Exercise brief: Continue the passage below on the rise of anti-Semitic attacks across the United States, beginning right after its final sentence.
--- begin Passage provided ---
Nevertheless, with all the efforts of trying to wrap minds around the quandary of the current surge of anti-Semitism—especially its rippling effect across the United States—no one has been able to determine the ideology behind recent incidents. With more questions than answers, Jewish community leaders have been scrambling to decipher the root cause of the upsurge, but most are left with few theories in the absence of concrete explanations. From swastikas dripping in red paint desecrating synagogues across America—a symbolism of bloodletting—to the murders of a police officer and three innocent bystanders (two of which were Jews) in a Jersey City kosher grocery store in broad daylight, the final winter of the decade brought with it the frost of anti-Semitic violence. In the last days of December 2019, America had witnessed five people stabbed in a rabbi’s home in Monsey, New York, a threat to lay carnage to the world headquarters of Chabad, and dozens of incidences of assaults on Jews in metropolitan cities—along with unimpeded hate speech, racism against Jews was nothing less than incendiary. Anti-Jewish malfeasance has carried the underlying tone of quintessential callousness against all Jewish communities everywhere. The perpetrators share no uniformity among themselves other than their mutual desire to drive bloodshed to the doorsteps of each and every Jewish neighborhood, town, and city—rural, suburban, and urban.
--- end Passage provided ---
--- begin Data shown ---
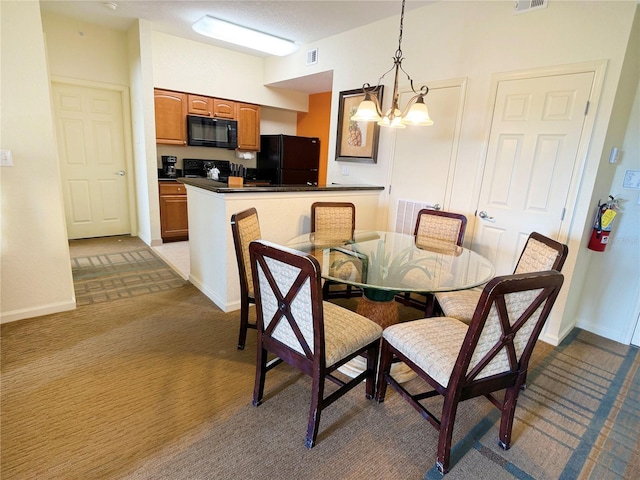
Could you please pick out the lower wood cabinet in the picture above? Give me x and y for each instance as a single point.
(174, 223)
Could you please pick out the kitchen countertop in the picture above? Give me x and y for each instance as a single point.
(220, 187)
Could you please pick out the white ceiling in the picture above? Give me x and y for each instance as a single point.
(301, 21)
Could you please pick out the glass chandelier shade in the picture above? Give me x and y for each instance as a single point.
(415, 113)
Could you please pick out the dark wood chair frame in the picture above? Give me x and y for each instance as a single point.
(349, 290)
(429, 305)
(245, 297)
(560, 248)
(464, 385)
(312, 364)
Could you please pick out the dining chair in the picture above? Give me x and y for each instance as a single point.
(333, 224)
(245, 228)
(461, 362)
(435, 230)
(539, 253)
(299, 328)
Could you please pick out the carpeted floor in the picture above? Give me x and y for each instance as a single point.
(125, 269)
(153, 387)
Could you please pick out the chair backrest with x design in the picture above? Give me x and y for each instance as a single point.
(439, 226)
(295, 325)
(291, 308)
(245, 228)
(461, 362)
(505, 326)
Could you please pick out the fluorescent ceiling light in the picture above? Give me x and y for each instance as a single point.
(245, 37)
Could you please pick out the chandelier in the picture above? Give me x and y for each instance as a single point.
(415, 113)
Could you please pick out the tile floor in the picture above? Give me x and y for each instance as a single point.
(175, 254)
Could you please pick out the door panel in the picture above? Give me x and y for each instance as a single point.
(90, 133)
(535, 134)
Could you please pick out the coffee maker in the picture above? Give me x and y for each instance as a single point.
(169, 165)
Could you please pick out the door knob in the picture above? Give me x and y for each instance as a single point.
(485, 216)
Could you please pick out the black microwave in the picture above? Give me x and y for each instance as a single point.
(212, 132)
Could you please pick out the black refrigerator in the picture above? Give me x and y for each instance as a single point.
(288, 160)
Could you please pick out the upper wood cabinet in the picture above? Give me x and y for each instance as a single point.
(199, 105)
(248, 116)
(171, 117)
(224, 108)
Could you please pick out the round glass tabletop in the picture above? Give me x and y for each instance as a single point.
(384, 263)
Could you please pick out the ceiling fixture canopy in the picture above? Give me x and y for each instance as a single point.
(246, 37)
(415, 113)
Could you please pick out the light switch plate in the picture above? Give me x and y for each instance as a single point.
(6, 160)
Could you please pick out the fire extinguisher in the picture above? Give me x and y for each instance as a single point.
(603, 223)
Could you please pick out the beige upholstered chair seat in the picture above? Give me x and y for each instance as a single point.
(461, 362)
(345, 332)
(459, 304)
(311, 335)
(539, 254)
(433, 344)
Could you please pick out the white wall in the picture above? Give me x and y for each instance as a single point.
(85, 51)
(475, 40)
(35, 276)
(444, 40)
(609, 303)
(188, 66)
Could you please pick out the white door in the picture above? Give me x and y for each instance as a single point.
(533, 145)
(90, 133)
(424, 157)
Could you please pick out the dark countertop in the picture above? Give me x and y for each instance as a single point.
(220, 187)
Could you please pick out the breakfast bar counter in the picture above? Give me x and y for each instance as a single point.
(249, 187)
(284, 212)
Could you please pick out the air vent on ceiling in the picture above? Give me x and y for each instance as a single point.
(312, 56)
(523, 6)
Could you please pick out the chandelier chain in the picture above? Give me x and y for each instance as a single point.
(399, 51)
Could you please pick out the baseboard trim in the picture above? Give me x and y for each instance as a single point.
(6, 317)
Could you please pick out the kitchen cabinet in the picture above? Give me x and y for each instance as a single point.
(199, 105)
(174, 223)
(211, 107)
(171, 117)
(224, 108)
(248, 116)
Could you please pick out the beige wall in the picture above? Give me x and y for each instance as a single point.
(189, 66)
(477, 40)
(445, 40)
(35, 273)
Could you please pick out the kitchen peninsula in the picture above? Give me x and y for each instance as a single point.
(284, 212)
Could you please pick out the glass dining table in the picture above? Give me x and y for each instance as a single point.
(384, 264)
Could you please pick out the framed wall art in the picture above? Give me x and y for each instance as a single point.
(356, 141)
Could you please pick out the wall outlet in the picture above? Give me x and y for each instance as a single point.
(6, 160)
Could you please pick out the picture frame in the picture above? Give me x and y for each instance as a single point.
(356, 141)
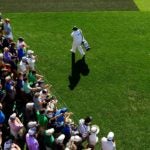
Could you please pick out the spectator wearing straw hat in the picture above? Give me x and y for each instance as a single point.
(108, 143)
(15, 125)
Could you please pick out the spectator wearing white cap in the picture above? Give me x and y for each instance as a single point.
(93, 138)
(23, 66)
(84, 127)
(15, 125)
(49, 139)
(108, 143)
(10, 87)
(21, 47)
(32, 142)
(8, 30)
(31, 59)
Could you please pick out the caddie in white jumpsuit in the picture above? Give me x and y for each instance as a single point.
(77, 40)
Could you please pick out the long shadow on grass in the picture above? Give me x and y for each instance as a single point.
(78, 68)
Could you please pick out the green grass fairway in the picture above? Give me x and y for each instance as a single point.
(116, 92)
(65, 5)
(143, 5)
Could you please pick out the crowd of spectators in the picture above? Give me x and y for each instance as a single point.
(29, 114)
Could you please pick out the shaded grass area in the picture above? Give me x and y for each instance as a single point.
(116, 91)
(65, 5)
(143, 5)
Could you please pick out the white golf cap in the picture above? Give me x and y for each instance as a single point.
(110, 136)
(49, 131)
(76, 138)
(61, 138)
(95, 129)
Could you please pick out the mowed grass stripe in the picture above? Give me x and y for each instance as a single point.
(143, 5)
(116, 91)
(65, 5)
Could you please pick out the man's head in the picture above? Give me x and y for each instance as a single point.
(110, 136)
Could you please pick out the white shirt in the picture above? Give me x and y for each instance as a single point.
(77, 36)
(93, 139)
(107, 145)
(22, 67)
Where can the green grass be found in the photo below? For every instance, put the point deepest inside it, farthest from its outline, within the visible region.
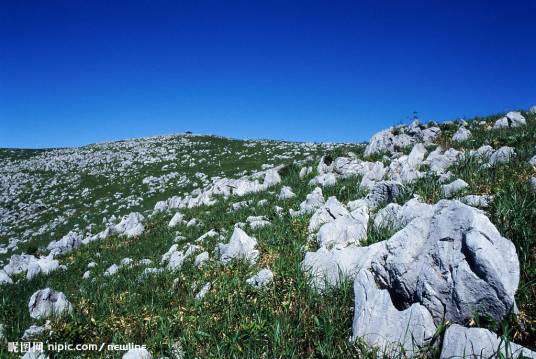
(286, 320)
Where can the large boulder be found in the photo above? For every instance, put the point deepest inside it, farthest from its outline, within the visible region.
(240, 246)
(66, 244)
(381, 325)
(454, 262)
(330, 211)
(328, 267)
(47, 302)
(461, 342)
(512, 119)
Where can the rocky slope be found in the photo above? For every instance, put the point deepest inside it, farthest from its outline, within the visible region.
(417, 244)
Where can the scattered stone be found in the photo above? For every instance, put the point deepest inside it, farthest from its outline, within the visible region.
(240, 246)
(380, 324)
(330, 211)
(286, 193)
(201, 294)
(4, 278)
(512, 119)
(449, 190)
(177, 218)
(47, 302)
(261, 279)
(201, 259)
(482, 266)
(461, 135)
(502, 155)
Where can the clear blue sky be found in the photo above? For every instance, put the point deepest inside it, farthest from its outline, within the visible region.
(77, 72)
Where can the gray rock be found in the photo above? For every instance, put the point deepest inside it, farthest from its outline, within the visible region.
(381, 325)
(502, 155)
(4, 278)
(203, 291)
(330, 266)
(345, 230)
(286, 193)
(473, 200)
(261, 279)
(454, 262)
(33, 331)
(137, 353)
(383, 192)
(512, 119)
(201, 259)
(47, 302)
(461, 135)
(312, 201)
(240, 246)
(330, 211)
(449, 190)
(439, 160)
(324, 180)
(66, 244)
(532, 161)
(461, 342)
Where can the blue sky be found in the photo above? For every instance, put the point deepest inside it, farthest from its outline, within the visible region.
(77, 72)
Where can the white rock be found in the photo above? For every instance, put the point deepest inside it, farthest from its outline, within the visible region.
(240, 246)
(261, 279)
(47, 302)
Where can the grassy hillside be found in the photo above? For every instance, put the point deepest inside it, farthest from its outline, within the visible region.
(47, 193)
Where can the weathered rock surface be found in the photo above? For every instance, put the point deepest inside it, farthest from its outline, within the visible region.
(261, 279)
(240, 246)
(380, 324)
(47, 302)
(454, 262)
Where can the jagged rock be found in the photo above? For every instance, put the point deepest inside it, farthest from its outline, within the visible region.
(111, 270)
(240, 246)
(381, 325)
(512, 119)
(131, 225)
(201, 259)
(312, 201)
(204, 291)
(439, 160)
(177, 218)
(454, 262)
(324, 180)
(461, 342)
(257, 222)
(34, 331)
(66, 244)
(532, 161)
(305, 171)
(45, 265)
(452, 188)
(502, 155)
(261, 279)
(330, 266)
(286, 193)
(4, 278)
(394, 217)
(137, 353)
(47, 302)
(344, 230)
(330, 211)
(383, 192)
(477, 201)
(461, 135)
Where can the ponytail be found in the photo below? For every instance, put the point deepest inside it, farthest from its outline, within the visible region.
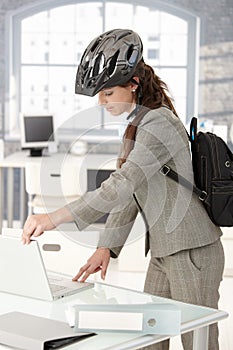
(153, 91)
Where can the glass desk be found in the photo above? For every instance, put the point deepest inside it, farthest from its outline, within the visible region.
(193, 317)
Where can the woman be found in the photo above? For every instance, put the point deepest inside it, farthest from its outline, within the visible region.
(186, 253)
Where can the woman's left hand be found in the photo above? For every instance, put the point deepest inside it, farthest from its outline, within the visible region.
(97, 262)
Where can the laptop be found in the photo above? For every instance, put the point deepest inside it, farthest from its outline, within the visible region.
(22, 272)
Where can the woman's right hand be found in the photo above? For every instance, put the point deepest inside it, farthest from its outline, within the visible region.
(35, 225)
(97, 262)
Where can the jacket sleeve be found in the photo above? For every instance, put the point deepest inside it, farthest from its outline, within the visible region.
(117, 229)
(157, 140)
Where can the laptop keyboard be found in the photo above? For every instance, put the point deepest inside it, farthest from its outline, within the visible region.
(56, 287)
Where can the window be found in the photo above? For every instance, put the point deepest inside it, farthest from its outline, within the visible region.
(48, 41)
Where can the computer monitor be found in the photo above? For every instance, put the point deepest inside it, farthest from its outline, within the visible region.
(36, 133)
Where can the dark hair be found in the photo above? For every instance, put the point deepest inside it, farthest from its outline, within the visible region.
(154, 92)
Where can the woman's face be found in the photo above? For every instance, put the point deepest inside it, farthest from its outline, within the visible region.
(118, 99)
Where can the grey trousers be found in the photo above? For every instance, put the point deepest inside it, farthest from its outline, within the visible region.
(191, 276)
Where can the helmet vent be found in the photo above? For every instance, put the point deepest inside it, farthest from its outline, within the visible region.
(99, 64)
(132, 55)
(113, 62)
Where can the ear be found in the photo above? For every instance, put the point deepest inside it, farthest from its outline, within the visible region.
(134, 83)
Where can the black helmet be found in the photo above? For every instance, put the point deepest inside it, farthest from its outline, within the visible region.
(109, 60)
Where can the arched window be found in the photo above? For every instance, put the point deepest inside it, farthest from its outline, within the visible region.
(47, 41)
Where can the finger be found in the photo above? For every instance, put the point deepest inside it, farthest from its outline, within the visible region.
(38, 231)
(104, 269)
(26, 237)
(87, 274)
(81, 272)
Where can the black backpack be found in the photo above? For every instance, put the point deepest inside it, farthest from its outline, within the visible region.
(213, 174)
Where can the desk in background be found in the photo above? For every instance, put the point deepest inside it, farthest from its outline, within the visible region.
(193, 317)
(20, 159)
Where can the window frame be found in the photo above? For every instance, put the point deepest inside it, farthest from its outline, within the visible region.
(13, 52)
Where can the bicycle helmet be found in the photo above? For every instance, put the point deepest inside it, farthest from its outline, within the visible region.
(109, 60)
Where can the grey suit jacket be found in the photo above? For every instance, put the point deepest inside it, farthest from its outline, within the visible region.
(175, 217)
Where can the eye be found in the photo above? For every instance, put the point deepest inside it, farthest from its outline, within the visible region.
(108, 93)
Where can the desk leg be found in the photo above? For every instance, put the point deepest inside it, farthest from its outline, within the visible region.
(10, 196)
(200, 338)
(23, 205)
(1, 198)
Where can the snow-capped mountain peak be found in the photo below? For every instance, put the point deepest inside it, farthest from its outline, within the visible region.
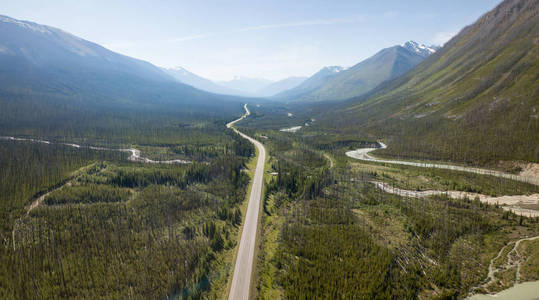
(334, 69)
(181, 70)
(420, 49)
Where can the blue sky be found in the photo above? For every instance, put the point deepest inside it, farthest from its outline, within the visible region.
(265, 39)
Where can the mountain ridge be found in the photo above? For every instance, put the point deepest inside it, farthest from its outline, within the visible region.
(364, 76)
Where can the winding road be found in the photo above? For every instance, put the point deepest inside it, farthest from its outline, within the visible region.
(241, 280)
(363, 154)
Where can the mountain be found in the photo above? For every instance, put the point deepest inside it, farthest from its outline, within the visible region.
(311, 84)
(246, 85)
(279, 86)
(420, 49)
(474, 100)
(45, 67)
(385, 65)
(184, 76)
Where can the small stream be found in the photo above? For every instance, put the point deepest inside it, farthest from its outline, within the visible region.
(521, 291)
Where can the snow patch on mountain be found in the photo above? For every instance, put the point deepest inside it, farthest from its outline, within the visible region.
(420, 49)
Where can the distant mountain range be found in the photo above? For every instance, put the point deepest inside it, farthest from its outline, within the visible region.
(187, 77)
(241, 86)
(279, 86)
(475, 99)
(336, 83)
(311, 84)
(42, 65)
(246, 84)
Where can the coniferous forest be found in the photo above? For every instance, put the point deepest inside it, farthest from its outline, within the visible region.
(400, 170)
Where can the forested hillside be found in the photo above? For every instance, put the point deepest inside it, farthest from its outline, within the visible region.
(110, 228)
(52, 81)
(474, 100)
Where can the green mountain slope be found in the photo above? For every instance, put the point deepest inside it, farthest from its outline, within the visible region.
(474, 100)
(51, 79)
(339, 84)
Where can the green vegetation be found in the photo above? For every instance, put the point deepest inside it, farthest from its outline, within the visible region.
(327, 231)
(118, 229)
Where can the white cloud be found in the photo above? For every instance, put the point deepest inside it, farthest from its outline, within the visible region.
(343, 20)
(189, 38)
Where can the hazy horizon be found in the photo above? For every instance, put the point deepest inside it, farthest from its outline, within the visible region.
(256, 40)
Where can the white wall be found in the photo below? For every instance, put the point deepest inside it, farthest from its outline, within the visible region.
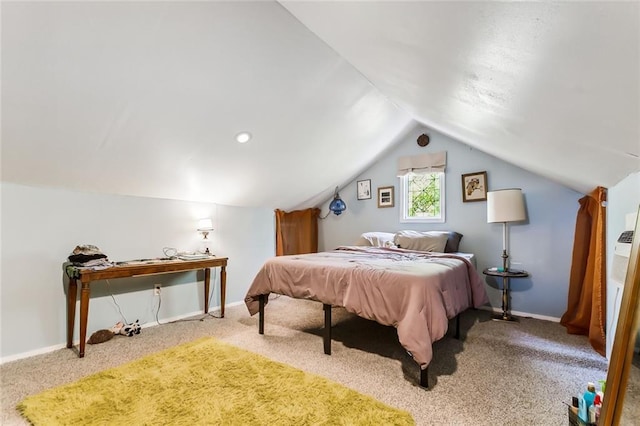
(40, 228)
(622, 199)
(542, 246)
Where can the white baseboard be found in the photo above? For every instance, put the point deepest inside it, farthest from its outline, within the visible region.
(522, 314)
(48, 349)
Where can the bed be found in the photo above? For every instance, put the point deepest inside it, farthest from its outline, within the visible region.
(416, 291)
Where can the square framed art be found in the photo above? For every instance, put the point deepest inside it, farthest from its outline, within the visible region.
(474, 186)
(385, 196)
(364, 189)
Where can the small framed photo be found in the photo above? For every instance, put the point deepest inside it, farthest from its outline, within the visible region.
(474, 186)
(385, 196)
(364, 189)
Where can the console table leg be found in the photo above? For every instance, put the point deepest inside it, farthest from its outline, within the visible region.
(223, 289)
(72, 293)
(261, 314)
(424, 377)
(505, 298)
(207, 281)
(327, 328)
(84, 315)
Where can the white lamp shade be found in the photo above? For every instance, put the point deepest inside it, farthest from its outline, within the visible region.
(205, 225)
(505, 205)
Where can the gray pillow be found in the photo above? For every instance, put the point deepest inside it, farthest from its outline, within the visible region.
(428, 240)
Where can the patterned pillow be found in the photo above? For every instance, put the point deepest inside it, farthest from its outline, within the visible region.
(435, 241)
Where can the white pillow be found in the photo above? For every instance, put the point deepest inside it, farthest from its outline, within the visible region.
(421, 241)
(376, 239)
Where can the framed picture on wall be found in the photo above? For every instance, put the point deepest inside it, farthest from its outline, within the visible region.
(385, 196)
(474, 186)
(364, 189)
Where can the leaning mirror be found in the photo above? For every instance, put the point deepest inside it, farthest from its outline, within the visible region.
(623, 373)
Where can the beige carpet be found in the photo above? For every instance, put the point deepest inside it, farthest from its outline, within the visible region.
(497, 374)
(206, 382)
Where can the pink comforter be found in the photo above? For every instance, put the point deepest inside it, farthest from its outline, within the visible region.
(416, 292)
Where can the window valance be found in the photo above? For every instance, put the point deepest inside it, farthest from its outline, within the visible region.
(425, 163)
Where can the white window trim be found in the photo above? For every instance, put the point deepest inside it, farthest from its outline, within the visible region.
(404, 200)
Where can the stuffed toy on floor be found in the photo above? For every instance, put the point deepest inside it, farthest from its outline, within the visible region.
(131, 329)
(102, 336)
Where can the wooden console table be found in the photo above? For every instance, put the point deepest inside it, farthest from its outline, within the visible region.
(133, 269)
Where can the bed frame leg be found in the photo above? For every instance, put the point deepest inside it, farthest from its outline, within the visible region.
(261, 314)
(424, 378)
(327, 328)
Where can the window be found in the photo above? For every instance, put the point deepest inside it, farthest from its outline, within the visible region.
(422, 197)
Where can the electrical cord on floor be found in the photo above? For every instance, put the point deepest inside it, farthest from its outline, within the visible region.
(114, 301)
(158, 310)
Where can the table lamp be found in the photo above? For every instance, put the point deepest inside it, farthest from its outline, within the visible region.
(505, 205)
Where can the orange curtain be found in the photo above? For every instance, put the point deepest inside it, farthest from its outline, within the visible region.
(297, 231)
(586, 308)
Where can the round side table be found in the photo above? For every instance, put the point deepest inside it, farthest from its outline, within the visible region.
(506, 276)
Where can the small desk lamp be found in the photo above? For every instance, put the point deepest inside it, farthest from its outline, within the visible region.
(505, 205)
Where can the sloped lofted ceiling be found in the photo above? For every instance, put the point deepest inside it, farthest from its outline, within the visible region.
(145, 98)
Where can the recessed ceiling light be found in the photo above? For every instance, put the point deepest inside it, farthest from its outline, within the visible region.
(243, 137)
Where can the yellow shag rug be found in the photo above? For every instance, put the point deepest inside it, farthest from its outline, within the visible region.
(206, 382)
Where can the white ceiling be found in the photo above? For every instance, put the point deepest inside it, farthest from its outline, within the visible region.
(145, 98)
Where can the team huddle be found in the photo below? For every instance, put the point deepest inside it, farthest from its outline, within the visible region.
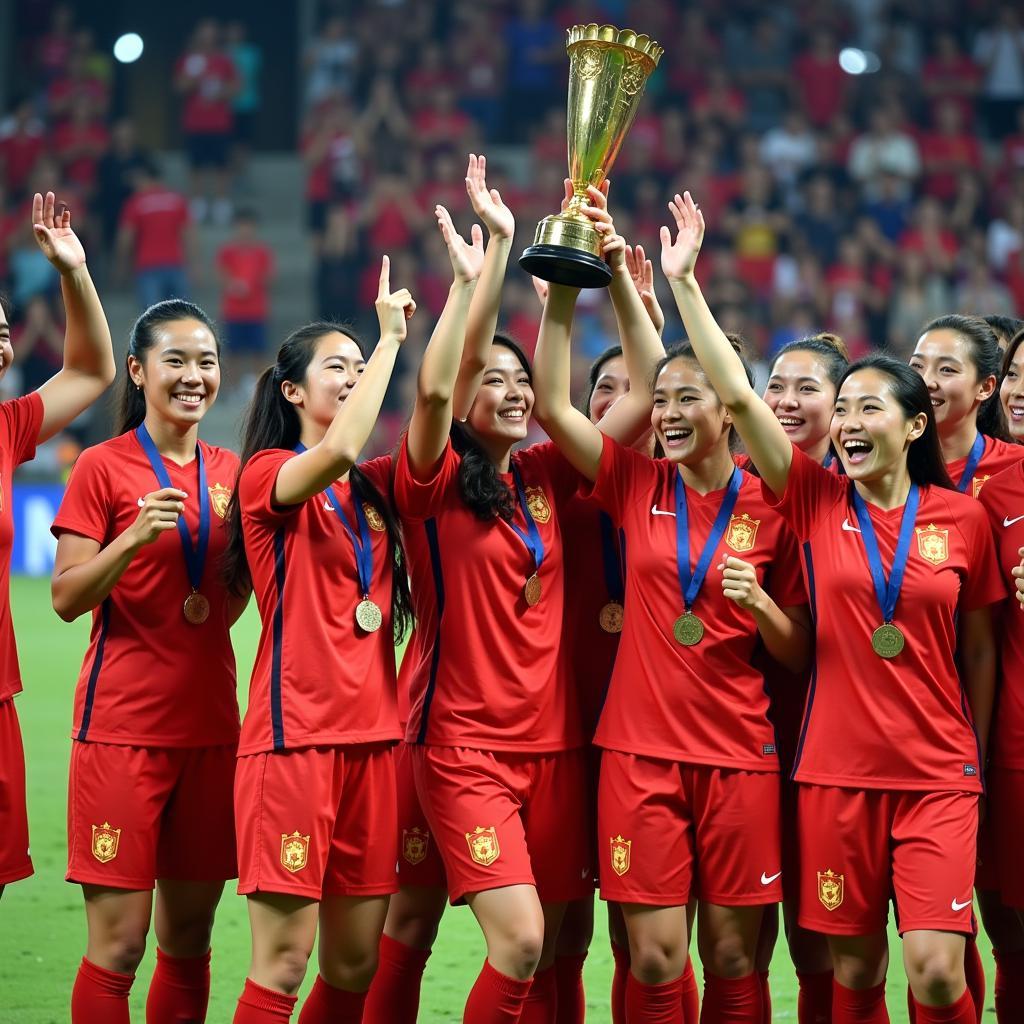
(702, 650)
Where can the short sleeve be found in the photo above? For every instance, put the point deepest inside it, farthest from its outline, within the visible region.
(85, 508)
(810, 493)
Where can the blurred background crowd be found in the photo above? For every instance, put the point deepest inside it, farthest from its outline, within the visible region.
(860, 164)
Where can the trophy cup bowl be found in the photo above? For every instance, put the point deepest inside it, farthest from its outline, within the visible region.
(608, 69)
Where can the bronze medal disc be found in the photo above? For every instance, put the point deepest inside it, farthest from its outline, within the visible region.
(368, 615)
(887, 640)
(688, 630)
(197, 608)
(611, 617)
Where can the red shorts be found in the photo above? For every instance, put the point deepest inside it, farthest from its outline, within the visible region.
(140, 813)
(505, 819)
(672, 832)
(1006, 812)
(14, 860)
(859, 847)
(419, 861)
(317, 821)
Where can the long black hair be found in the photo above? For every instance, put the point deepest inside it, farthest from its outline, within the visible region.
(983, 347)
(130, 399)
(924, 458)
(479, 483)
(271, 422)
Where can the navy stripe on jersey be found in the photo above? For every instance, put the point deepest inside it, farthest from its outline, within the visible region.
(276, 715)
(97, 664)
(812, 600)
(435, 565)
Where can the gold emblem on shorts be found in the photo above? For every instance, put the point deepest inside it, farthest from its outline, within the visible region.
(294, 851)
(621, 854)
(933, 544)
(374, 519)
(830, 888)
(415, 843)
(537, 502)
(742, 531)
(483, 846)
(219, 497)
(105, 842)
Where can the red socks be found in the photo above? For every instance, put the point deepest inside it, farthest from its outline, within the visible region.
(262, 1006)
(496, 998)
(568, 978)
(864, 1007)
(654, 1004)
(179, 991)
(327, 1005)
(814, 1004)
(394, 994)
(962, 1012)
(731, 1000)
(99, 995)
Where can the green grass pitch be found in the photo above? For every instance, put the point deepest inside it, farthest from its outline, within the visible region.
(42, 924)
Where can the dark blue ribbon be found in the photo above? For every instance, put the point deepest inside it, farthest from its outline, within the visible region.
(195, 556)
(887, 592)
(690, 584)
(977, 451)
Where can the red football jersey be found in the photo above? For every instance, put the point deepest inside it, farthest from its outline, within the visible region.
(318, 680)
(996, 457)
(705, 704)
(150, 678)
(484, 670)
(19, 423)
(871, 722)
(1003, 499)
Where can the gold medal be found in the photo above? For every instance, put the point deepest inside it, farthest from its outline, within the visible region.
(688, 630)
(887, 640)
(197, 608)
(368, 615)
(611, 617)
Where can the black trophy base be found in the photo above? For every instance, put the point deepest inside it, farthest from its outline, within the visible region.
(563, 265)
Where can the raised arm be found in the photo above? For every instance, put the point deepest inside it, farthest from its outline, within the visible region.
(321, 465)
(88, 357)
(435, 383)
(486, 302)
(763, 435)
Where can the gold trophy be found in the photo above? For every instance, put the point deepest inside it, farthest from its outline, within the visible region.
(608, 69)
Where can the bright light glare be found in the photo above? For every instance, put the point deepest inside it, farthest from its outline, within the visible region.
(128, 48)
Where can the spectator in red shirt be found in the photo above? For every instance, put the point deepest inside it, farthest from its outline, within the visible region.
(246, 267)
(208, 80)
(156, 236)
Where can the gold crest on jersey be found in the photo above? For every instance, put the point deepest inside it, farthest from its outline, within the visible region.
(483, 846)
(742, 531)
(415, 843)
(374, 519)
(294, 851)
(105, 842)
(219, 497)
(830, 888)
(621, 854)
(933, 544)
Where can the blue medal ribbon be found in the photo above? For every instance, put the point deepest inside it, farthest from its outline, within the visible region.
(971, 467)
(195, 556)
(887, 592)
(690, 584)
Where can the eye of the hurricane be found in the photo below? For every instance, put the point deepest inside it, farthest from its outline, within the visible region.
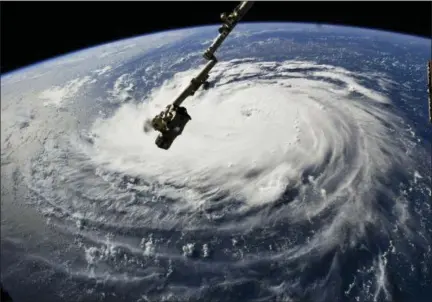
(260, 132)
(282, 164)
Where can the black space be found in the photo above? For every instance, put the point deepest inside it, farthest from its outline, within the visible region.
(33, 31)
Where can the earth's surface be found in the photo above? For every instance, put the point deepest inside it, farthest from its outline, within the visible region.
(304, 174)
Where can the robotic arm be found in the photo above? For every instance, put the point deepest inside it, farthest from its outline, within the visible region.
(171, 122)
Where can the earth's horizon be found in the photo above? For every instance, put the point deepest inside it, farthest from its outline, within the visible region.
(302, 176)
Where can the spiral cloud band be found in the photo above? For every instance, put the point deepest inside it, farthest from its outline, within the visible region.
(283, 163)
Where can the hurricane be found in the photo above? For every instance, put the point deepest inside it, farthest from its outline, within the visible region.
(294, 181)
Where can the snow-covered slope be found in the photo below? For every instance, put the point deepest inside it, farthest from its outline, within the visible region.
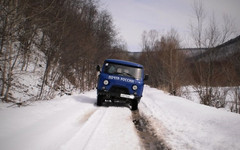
--- end Data shown ---
Written response:
While operating under the guise of anonymity, anti-Jewish crimes have been recorded as significantly higher with the close of the decade. An upturn in violent incidences committed against religious Jewish communities has been seen in New York City and its suburbs across northern New Jersey and Monsey, New York. With digital harassment promulgated across social media to violent altercations in Jewish neighborhoods, there is no sign of abating. With the growing number of acts of brutality from scuffles to stabbings, there are elevated concerns that this will unleash a level of terror that will resoundingly challenge authority in a manner that has not been seen in a hundred years. Some historians have even posited that a second coming of Kristallnacht will enter the night of America, breaking the glass of the next decade with scores of Jews murdered in their homes, shops, and places of worship.


If the global community has learned anything from the echoed cries of never again bellowed from voices of generations entombed in history, then they have also learned that complacency not only encourages atrocity but enables its insidious character. This resurgence of anti-Semitism is more than an uptick in violence against Jews throughout the world—it’s a war placing survival into the ante of life where the casino is driven by depraved dealers of infliction dispensing racism from a darkened deck of cards—the antithesis of humanity.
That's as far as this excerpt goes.